Questions >>
(A) Reproduce the National Science Week article word for word, from "The CSIRO, along" up to and including "to be explored.".
(B) Decide whether each statement agrees with the National Science Week article. For each, answer yes or no and quote the deciding words from the article. (i) The school theme for National Science Week this year was ‘Food: Different By Design’. (ii) V2Foods is a start-up that makes plant-based meat products. (iii) The foundation students at St Patrick’s Primary School designed their bowls using imported vegetables.
(C) Pick up the National Science Week article after its final sentence and write how it continues.

Reading passage >>

== Segment start ==

Ovens & Murray Advertiser - North East Regional Extra
TECH & SCIENCE
THIS year, the school theme for National Science Week was ‘Food: Different By Design’.
Australia is a world leader in food production, and recent innovations in food science and technology are set to propel us inot the future.
The CSIRO, along with Australian industries and entrepreneurs, is already forging bold new ground using science to see into the future, where exciting innovations are waiting to be explored.
Already we’ve seen examples of Australia’s growing alternative protein industry.
Last year CSIRO announced a partnership with plant-based meat product start-up V2Foods - a new company formed using CSIRO science, investment from the CSIRO Innovation Fund and in partnership with Competitive Foods.
At St Patrick’s Primary School the foundation students put on their food scientist hats to design their own veggie ‘Budda’ bowls, including vegetables that are in season and Australian grown.
They then learnt about mixtures and made a sweet, salty and sour dressing with soy sauce, lime juice, and a little dash of honey honey - producing delicious results.

== Segment end ==

[Segmentation mask data]

== Segment start ==

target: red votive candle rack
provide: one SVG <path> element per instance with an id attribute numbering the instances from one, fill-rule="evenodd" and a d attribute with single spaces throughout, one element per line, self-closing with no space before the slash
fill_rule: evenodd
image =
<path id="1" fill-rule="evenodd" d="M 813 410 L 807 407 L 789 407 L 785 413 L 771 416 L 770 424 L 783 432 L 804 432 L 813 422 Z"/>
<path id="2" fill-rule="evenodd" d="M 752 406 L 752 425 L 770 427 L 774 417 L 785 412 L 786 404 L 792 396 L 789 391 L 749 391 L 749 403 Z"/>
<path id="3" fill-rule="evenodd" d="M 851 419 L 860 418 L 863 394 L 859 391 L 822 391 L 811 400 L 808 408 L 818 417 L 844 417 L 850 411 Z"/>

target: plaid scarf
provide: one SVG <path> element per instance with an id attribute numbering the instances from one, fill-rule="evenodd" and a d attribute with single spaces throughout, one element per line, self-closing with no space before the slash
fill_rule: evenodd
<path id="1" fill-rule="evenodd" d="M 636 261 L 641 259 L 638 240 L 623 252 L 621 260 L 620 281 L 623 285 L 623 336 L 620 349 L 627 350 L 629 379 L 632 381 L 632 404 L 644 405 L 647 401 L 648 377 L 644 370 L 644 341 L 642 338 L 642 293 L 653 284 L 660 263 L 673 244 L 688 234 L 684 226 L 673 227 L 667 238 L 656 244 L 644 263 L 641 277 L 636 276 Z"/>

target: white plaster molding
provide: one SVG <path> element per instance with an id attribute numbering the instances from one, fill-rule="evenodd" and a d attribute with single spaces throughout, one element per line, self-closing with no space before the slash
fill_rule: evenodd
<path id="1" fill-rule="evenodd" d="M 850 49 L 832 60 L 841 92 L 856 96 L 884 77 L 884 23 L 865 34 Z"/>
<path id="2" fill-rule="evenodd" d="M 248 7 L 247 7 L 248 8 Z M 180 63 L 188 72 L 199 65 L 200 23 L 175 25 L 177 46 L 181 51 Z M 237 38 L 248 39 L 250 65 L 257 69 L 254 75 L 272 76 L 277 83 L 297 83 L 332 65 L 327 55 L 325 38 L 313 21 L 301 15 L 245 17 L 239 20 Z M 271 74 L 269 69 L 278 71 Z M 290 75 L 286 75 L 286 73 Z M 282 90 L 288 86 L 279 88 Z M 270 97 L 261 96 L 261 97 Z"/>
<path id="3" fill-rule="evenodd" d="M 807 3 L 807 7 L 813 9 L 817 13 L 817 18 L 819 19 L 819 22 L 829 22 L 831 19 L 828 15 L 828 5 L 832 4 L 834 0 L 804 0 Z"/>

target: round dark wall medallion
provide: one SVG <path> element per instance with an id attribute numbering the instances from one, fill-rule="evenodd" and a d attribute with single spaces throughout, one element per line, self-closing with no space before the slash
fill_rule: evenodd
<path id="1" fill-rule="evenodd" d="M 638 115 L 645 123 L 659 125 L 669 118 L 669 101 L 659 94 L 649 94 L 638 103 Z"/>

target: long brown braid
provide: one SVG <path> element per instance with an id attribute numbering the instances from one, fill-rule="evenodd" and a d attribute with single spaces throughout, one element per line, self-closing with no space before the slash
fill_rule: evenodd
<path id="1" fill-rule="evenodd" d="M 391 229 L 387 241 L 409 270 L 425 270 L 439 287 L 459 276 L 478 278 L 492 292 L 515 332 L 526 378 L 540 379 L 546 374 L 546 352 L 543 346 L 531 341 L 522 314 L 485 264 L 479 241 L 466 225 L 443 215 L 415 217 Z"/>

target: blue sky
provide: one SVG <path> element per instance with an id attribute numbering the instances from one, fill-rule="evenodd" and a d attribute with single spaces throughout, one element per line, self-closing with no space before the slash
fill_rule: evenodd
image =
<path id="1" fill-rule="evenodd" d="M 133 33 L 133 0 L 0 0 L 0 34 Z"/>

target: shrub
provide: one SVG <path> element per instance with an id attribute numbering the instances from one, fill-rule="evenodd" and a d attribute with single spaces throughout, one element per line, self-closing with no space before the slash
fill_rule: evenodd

== Segment end ==

Responses in order >>
(A)
The CSIRO, along with Australian industries and entrepreneurs, is already forging bold new ground using science to see into the future, where exciting innovations are waiting to be explored.

(B)
(i) Yes: "THIS year, the school theme for National Science Week was ‘Food: Different By Design’."
(ii) Yes: "plant-based meat product start-up V2Foods"
(iii) No: "including vegetables that are in season and Australian grown"

(C)
Grade one and two students conducted experiments to investigate optimal growing conditions for seeds and mushrooms.
Variables they explored included how sunlight can impact growth, soil type or amount of water.
Once ready for harvest they will be exploring children approved recipes for their produce.
Grade five and six students involved in the Able, Gifted and Talented (AG & T) program explored the carbon footprint of the foods we eat, including innovations in insect protein production.
Students are explored how cricket protein powder can be incorporated in common school lunch box snacks like muffins and corn chips.
Another two groups are designed, their own low carbon footprint burger exploring lower carbon alternatives to the regular beef burger.
Great job students, it sounds like you made some yummy science snacks.